Significant associations between mutational signatures and driver mutations

We used the method of Temko et. al.32 to assess the potential causative role of mutational signatures in relation to recurrent driver gene mutations. Causal peaks were used to estimate the contribution of each signature and compared between wild type and mutant groups for each recurrent driver gene mutation which occurred in five or more patients. Using the Bonferroni corrected p-value of 0.00029, two significant associations were observed, between STAT3 Y640F and signature 5 (Fig. 6) and between IRF4 K59R and signature 17 (Fig. 7). Whilst the STAT3 Y640F mutation was distributed across T-cell NHL cases, specifically 7 ATLL, 1 NK/T-cell lymphoma (NKTCL) and 1 MF, the IRF4 K59R mutation was only seen in ATLL patients, consistent with the restriction of signature 17 to these patients. For both of these associations the underlying nucleotide change was most likely to have been generated by the signature observed. No further associations were identified by examining the data on a disease subtype level.

Figure 6.

Figure 6

Patients with the STAT3 Y640F mutation showed significantly greater contribution of signature 5 to their mutational catalogue. Wilcoxon rank sum test was used to compare the contribution of each signature between the groups mutant or WT for a given mutation.

Figure 7.

Figure 7

Patients with the IRF4 K59R mutation showed significantly greater contribution of signature 17 to their mutational catalogue. Wilcoxon rank sum test was used to compare the contribution of each signature between the groups mutant or WT for a given mutation.

Due to the dominant contributions of C>T peaks in signatures 1, 7 and 30, the only context in which we could clearly define a causal association for signature 7 was for C>T in a TCC context. Of the recurrent driver mutations, only PLCG1 S345F occurs in this context and there was no significant association between this recurrent mutation and signature 7. Additionally this mutation was not restricted to cutaneous lymphoma, being observed in 3 SS, 3 ATLL and 1 AITL patients suggesting it originated from another mutational process. This method of analysis has a much greater power over the whole cohort and within individual disease subtypes with highly recurrent mutations, and so the lack of significant association of specific gene variants with signature 7 causal peaks likely reflects the absence of highly recurrent mutations in CTCL.

## [Work to complete]
According to the text on mutational signatures and driver mutations, why was a causal association for signature 7 clearly definable only for C>T in a TCC context? Answer in one to three sentences.

Dataset excerpts
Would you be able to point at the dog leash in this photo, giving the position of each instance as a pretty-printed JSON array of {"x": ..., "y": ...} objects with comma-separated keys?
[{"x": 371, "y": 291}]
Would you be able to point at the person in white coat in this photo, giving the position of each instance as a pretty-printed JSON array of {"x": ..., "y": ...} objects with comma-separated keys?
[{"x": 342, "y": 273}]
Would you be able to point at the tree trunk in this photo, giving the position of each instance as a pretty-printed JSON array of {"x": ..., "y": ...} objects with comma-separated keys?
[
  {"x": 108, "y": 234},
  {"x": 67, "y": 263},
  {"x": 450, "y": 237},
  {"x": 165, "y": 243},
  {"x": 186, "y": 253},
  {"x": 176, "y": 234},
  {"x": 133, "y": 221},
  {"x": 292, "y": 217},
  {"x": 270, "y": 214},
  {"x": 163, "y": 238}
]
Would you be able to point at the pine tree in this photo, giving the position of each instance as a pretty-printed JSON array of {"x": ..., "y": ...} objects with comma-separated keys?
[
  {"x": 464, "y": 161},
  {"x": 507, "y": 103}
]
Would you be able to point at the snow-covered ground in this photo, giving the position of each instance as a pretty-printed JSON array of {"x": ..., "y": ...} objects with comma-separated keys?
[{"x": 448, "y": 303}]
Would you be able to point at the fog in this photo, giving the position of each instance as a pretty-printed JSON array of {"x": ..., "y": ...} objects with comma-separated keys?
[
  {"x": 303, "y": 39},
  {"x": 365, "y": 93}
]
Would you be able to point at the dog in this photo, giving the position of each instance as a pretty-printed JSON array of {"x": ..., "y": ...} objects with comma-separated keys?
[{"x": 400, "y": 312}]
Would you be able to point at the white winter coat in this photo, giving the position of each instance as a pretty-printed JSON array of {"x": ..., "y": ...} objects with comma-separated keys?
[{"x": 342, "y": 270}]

## [Expected output]
C>T peaks make dominant contributions to signatures 1, 7 and 30. Because of this, C>T in a TCC context was the only context in which a causal association for signature 7 could be clearly defined.